Harry Allen’s Four Others

I’ve just found a wonderful new YouTube clip of a concert performance by Four Others.   Harry Allen put this all-star ensemble together last year as a tribute to Woody Herman’s legendary second Herd,  the late-40’s orchestra whose saxophone section of Stan Getz, Zoot Sims, Herbie Stewart and Serge Chaloff was immortalized in the Jimmy Giuffre composition, “Four Brothers.”  Four Others boasts three  hard-swinging tenors in Eric Alexander, Grant Stewart, and Allen as well as Gary Smulyan, who continues to earn the #1 baritone saxophone ranking in the annual Downbeat Critics Poll.   Here you can enjoy the rich sonorityof this outfit’s unison playing on the Billie Holiday classic “What a Little Moonlight Can Do.”   Smulyan utilizes a favorite practice for his two-chorus solo by breaking idown to a duo with drummer Chuck Riggs.  That’s Rossano Sprotiello at the piano and Joel Forbes on bass. The performance is from the Umbria Jazz Festival in Italy.  I’d say it’s high time these guys started touring stateside!

(Data collected)
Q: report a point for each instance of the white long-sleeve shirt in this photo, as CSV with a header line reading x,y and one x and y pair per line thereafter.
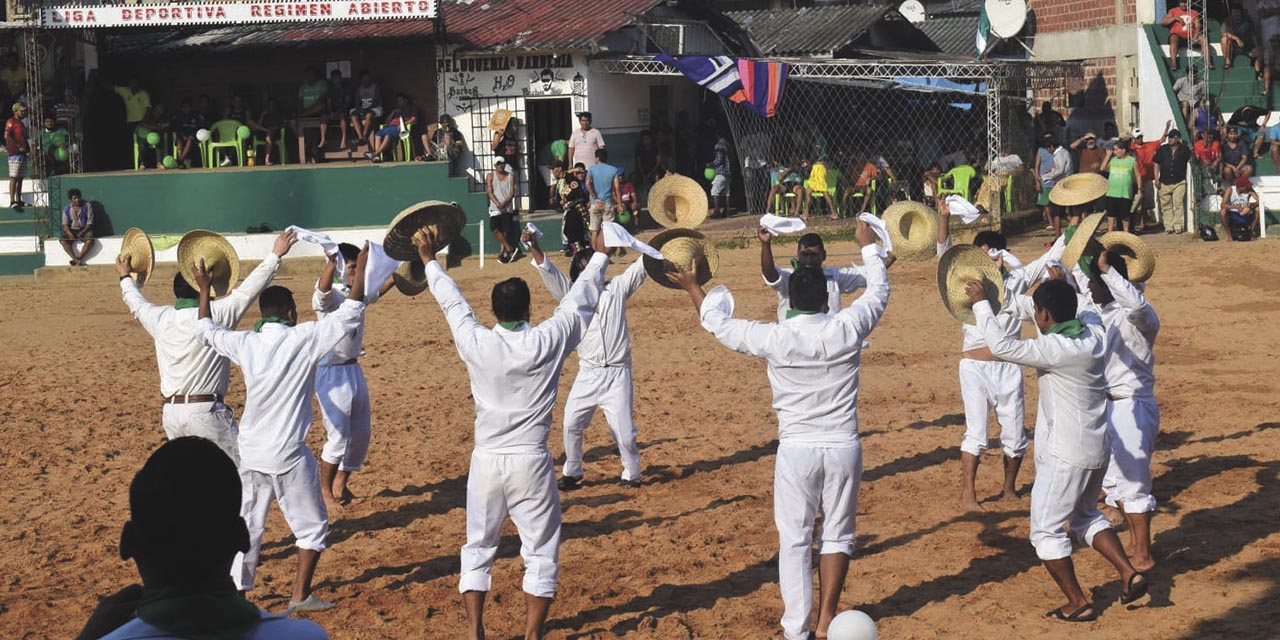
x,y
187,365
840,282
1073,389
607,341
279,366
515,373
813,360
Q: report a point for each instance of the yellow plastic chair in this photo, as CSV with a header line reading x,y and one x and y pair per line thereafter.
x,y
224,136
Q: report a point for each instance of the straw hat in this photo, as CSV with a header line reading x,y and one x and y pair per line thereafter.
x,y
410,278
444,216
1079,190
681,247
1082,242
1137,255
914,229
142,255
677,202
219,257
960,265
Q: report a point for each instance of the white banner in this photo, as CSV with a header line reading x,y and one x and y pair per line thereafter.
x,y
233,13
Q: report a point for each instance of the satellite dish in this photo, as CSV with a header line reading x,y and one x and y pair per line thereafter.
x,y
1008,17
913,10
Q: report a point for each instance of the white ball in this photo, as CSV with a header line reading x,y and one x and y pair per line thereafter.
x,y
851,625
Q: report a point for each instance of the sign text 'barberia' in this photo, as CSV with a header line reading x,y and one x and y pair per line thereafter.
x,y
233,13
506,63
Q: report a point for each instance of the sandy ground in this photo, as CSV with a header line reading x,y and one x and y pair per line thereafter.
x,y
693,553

▶ **TASKS TO CARRY OUT**
1. Answer these from the Four Others post:
(a) Which orchestra was the ensemble put together to honor?
(b) Who plays drums in the performance?
(c) At what festival was the performance recorded?
2. Write the next part of the post about Harry Allen's Four Others, picking up after its final sentence.
The listing isn't needed for anything here.

▶ **TASK-BY-TASK OUTPUTS**
1.
(a) Woody Herman's second Herd
(b) Chuck Riggs
(c) The Umbria Jazz Festival in Italy

2.
By the way, today is Harry Allen’s 45th birthday.  We’ll hear a few sets of his music in tonight’s Jazz a la Mode.

Gary Smulyan gave a memorable performance of “My Shining Hour” at the Northampton Jazz Fesitval two weeks ago.  Gary employed the bridge from Miles Davis’s “Seven Steps to Heaven” in his arrangement of the Harold Arlen/Johnny Mercer standard.  Smulyan will be back for Green Street Cafe’s Jazz Workshop series next Tuesday, October 18.

Grant Stewart and Eric Alexander formed a group called Reeds’n’Deeds a few years ago that celebrates such legendary tenor pairings as Gene Ammons and Sonny Stitt; Eddie ‘Lockjaw” Davis and Johnny Griffin; Dexter Gordon and James Moody.  Their third session for Criss Cross Jazz, Tenor Time, was released earlier this year.   Stewart will bring his New York-based quintet to the Cultural Center at Eagle Hill in Hardwick, Mass., on January 28, 2012.